TRY IT
Please print all of the material below line for line without any changes, leaving out the pictures.

------------------------------------

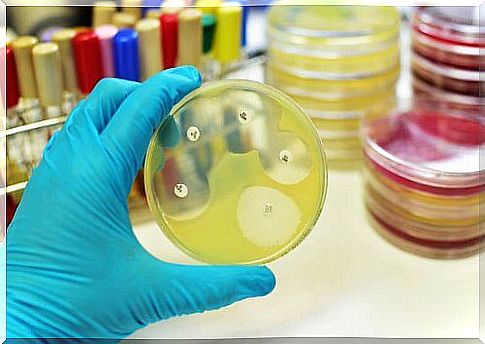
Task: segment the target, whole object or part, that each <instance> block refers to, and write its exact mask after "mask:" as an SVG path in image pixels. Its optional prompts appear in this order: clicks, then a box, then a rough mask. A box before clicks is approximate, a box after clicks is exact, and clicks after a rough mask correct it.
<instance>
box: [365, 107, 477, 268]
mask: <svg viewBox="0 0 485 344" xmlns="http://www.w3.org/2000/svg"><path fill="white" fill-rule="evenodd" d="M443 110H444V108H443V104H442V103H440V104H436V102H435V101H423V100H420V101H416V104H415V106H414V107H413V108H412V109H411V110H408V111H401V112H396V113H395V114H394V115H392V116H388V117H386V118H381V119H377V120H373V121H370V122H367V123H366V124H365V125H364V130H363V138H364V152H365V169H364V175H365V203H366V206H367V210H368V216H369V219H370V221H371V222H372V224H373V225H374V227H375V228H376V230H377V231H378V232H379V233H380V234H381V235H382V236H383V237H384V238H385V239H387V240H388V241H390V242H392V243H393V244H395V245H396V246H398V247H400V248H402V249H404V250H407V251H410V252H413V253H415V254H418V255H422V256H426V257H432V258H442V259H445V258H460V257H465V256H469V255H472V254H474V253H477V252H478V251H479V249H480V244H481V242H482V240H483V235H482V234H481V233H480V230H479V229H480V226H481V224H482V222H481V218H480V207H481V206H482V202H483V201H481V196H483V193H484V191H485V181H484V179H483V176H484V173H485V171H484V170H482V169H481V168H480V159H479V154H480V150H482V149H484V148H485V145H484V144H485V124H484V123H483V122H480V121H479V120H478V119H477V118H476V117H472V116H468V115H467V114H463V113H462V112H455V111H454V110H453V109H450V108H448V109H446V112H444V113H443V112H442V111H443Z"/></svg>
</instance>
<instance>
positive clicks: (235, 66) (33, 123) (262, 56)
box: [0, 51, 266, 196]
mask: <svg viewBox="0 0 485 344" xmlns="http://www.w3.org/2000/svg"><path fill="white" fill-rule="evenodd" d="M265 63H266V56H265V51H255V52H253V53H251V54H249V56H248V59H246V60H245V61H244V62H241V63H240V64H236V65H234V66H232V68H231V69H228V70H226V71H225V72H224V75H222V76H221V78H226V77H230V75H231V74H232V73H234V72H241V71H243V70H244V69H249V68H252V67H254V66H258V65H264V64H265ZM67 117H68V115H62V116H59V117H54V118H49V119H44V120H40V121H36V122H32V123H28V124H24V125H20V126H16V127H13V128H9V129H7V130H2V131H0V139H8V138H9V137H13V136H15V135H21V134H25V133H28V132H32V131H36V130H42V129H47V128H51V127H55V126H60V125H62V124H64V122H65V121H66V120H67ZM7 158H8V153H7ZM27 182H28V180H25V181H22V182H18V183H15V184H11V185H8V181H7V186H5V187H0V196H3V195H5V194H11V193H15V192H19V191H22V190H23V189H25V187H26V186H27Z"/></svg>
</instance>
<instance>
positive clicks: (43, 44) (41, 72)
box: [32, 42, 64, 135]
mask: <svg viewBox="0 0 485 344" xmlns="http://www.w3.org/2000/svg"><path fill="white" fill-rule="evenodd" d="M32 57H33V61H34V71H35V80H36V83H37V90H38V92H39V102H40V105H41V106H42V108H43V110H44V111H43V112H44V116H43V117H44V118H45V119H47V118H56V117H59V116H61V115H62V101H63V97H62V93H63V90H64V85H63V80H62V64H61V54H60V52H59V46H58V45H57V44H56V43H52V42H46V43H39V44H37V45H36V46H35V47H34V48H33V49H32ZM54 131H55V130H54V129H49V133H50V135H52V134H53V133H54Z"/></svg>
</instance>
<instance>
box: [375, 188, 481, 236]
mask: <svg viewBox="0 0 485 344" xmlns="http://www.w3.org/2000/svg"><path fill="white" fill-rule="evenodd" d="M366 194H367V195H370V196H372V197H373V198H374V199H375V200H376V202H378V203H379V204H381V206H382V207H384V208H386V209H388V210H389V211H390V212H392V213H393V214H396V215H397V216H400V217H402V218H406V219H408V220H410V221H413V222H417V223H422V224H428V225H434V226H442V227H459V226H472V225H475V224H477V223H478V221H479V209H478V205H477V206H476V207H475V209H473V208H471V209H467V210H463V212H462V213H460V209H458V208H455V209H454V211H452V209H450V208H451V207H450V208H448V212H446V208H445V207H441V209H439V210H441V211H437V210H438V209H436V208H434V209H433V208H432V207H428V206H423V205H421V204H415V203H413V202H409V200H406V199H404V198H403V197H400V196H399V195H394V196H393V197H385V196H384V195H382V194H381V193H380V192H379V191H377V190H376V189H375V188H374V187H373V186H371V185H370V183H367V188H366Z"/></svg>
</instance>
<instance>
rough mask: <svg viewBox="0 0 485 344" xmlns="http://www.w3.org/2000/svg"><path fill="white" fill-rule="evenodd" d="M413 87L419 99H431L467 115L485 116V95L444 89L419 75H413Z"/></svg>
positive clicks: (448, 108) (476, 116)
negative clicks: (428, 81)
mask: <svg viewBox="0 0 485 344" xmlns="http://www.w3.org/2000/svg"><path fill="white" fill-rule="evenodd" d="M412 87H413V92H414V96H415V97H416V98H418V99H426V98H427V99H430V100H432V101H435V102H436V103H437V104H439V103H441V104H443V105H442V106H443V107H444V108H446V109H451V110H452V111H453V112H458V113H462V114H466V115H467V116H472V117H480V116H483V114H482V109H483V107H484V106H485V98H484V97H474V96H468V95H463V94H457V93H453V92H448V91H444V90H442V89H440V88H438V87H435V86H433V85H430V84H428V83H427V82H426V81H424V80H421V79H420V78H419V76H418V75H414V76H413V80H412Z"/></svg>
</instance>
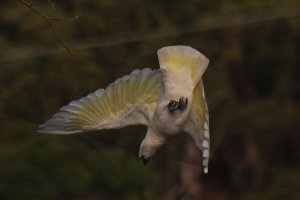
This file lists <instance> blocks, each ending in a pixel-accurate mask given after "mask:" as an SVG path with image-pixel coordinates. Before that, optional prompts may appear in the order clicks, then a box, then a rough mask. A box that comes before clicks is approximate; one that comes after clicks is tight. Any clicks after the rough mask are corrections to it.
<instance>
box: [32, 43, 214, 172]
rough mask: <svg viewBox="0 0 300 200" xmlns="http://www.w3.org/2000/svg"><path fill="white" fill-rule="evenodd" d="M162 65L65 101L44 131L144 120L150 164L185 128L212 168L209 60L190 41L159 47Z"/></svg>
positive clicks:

------------------------------------

WRITTEN RESPONSE
Task: segment the target, whole object or part, that each <instance> block refers to, and write its exact mask after "mask:" as an SVG path in image pixels. Its optional prompts appear in this order: clicks, then a box, then a rough mask. A box before clicks is approximate, a box after clicks is exact, and clicks after a rough mask correct it.
<instance>
box: [365, 107, 477, 268]
mask: <svg viewBox="0 0 485 344" xmlns="http://www.w3.org/2000/svg"><path fill="white" fill-rule="evenodd" d="M443 110H444V108H443V104H442V103H440V104H436V102H435V101H423V100H420V101H416V104H415V106H414V107H413V108H412V109H411V110H408V111H401V112H396V113H395V114H394V115H392V116H388V117H386V118H381V119H377V120H373V121H370V122H367V123H366V124H365V125H364V130H363V138H364V152H365V169H364V175H365V203H366V206H367V210H368V216H369V219H370V221H371V222H372V224H373V225H374V227H375V228H376V230H377V231H378V232H379V233H380V234H381V235H382V236H383V237H384V238H385V239H387V240H388V241H390V242H392V243H393V244H395V245H396V246H398V247H400V248H402V249H404V250H407V251H410V252H413V253H415V254H418V255H422V256H426V257H432V258H442V259H445V258H460V257H465V256H469V255H472V254H474V253H477V252H478V251H479V249H480V244H481V242H482V240H483V235H482V234H481V233H480V230H479V229H480V226H481V224H482V222H481V218H480V207H481V206H482V202H483V201H481V196H483V193H484V191H485V181H484V179H483V176H484V173H485V171H484V170H482V169H481V168H480V159H479V154H480V150H482V149H484V148H485V145H484V144H485V124H484V123H483V122H480V121H479V120H478V119H477V118H476V117H472V116H468V115H467V114H463V113H462V112H455V111H454V110H453V109H450V108H448V109H446V112H444V113H443V112H442V111H443Z"/></svg>
</instance>
<instance>
positive clicks: (235, 66) (33, 123) (262, 56)
box: [0, 51, 266, 196]
mask: <svg viewBox="0 0 485 344" xmlns="http://www.w3.org/2000/svg"><path fill="white" fill-rule="evenodd" d="M265 63H266V56H265V51H255V52H253V53H251V54H249V56H248V59H246V60H245V61H244V62H241V63H240V64H236V65H234V66H232V68H231V69H228V70H226V71H225V72H224V75H222V76H221V78H226V77H230V75H231V74H232V73H234V72H241V71H243V70H244V69H249V68H252V67H254V66H258V65H264V64H265ZM67 117H68V115H62V116H59V117H54V118H49V119H44V120H40V121H36V122H32V123H28V124H24V125H20V126H16V127H13V128H9V129H7V130H2V131H0V139H8V138H9V137H13V136H15V135H21V134H25V133H28V132H32V131H36V130H42V129H47V128H51V127H55V126H60V125H62V124H64V122H65V121H66V120H67ZM7 158H8V153H7ZM27 182H28V180H25V181H22V182H18V183H15V184H11V185H8V181H7V186H5V187H0V196H3V195H5V194H11V193H15V192H19V191H22V190H23V189H25V187H26V186H27Z"/></svg>
</instance>
<instance>
positive clicks: (43, 44) (41, 72)
box: [32, 42, 64, 135]
mask: <svg viewBox="0 0 485 344" xmlns="http://www.w3.org/2000/svg"><path fill="white" fill-rule="evenodd" d="M32 57H33V61H34V71H35V80H36V83H37V90H38V92H39V102H40V105H41V106H42V108H43V110H44V111H43V112H44V116H43V117H44V118H45V119H47V118H56V117H59V116H61V115H62V101H63V97H62V93H63V90H64V85H63V80H62V64H61V54H60V52H59V46H58V45H57V44H56V43H52V42H46V43H39V44H37V45H36V46H35V47H34V48H33V49H32ZM54 131H55V130H54V129H49V133H50V135H52V134H53V133H54Z"/></svg>
</instance>
<instance>
box: [375, 188, 481, 236]
mask: <svg viewBox="0 0 485 344" xmlns="http://www.w3.org/2000/svg"><path fill="white" fill-rule="evenodd" d="M366 194H367V195H370V196H372V197H373V198H374V199H375V200H376V202H378V203H379V204H381V206H382V207H384V208H386V209H388V210H389V211H390V212H392V213H393V214H396V215H397V216H400V217H402V218H406V219H408V220H410V221H413V222H417V223H422V224H428V225H434V226H442V227H459V226H472V225H475V224H477V223H478V221H479V209H478V205H477V206H476V207H475V209H473V208H471V209H467V210H463V212H462V213H460V209H458V208H455V209H454V211H452V209H450V208H451V207H450V208H448V212H446V208H445V207H441V209H439V210H441V211H437V210H438V209H436V208H434V209H433V208H432V207H428V206H423V205H421V204H415V203H413V202H409V200H406V199H404V198H403V197H400V196H399V195H394V196H393V197H385V196H384V195H382V194H381V193H380V192H379V191H377V190H376V189H375V188H374V187H373V186H371V185H370V183H367V188H366Z"/></svg>
</instance>
<instance>
rough mask: <svg viewBox="0 0 485 344" xmlns="http://www.w3.org/2000/svg"><path fill="white" fill-rule="evenodd" d="M413 87L419 99H431L467 115L485 116V95L444 89L419 75H413Z"/></svg>
positive clicks: (448, 108) (476, 116)
negative clicks: (428, 81)
mask: <svg viewBox="0 0 485 344" xmlns="http://www.w3.org/2000/svg"><path fill="white" fill-rule="evenodd" d="M412 87H413V92H414V96H415V97H416V98H418V99H426V98H427V99H430V100H432V101H435V102H436V103H437V104H439V103H441V104H443V105H442V106H443V107H444V108H446V109H451V110H452V111H453V112H458V113H462V114H466V115H467V116H472V117H480V116H483V114H482V109H483V107H484V106H485V98H484V97H474V96H468V95H463V94H457V93H453V92H448V91H444V90H442V89H440V88H438V87H435V86H433V85H430V84H428V83H427V82H426V81H424V80H421V79H420V78H419V76H418V75H414V76H413V80H412Z"/></svg>
</instance>
This file lists <instance> blocks, each ending in a pixel-accurate mask given after "mask:" as an SVG path with image-pixel coordinates. Before that, optional prompts may appear in the order clicks, then a box, then a rough mask. A box that comes before clicks is approximate; one that comes after clicks is tight. Any clicks after the rough mask are corrections to it.
<instance>
box: [32, 43, 214, 172]
rough mask: <svg viewBox="0 0 300 200" xmlns="http://www.w3.org/2000/svg"><path fill="white" fill-rule="evenodd" d="M162 65L65 101L44 131L144 120L150 164L185 128L212 168L209 60L190 41L159 47Z"/></svg>
positive clicks:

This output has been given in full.